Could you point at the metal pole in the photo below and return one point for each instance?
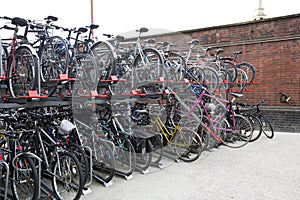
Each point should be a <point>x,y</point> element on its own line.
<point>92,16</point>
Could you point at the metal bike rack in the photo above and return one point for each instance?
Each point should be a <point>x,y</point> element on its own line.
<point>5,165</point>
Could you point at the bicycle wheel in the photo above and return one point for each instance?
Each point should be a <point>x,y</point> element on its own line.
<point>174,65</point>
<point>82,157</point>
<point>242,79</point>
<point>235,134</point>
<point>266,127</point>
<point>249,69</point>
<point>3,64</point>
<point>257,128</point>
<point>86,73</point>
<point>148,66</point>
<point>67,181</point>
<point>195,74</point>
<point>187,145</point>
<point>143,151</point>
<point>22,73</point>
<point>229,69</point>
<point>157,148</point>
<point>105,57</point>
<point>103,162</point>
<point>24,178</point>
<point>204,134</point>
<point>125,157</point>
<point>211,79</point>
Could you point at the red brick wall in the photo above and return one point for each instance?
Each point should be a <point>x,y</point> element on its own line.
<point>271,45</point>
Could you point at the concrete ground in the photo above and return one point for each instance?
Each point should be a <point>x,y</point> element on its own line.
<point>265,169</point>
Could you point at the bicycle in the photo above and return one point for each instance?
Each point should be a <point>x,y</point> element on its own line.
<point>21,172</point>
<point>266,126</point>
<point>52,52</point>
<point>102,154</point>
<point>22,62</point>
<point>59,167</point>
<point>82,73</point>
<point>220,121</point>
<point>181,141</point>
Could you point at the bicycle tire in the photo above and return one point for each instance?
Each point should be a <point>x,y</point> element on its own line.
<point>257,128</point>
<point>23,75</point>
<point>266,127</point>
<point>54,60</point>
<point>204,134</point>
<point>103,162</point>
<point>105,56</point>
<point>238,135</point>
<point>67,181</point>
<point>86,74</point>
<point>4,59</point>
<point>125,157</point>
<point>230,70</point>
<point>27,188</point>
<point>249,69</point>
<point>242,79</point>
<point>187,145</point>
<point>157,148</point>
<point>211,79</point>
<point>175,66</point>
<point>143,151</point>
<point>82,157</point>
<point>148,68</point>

## Task details
Go through the listing above and retype each line exactly, apart from the pictures.

## Exercise solution
Could you point at the metal pole in the photo below and return one point for each instance?
Each point should be a <point>x,y</point> element on its own line.
<point>92,16</point>
Could you point at the metal bike rack in the photo above and return one point for each instance?
Each point should be a <point>x,y</point> element on its own line.
<point>5,165</point>
Could you point at the bicycle wheel in the photo above and return one point for each instance?
Each point should be a <point>x,y</point> element on its own line.
<point>174,65</point>
<point>82,157</point>
<point>242,79</point>
<point>235,134</point>
<point>266,127</point>
<point>249,69</point>
<point>3,64</point>
<point>257,128</point>
<point>86,73</point>
<point>148,66</point>
<point>67,181</point>
<point>195,74</point>
<point>187,145</point>
<point>143,151</point>
<point>22,73</point>
<point>229,69</point>
<point>157,148</point>
<point>105,57</point>
<point>103,162</point>
<point>24,178</point>
<point>204,134</point>
<point>125,157</point>
<point>211,79</point>
Could you point at the red brick wall in the photo above and return one point for each instance?
Each point should be a <point>x,y</point> element on its own line.
<point>271,45</point>
Could you point at the concrete ground in the photo above and return one point for each instance?
Each point should be a <point>x,y</point> element on its own line.
<point>265,169</point>
Could you point at the bicycle in the photo above and return one point for each instance?
Each point should be a <point>x,y</point> element on its own line.
<point>21,172</point>
<point>266,126</point>
<point>52,52</point>
<point>102,154</point>
<point>22,62</point>
<point>59,167</point>
<point>82,73</point>
<point>220,121</point>
<point>181,141</point>
Could you point at the bicycle tire in the photo above and return one point for each instance?
Each point should be a <point>x,y</point> element on its own line.
<point>257,128</point>
<point>23,75</point>
<point>266,127</point>
<point>54,60</point>
<point>204,134</point>
<point>103,162</point>
<point>105,56</point>
<point>238,135</point>
<point>67,181</point>
<point>86,74</point>
<point>4,59</point>
<point>125,157</point>
<point>230,70</point>
<point>27,188</point>
<point>249,69</point>
<point>242,79</point>
<point>187,145</point>
<point>157,148</point>
<point>211,79</point>
<point>175,66</point>
<point>143,151</point>
<point>82,157</point>
<point>148,68</point>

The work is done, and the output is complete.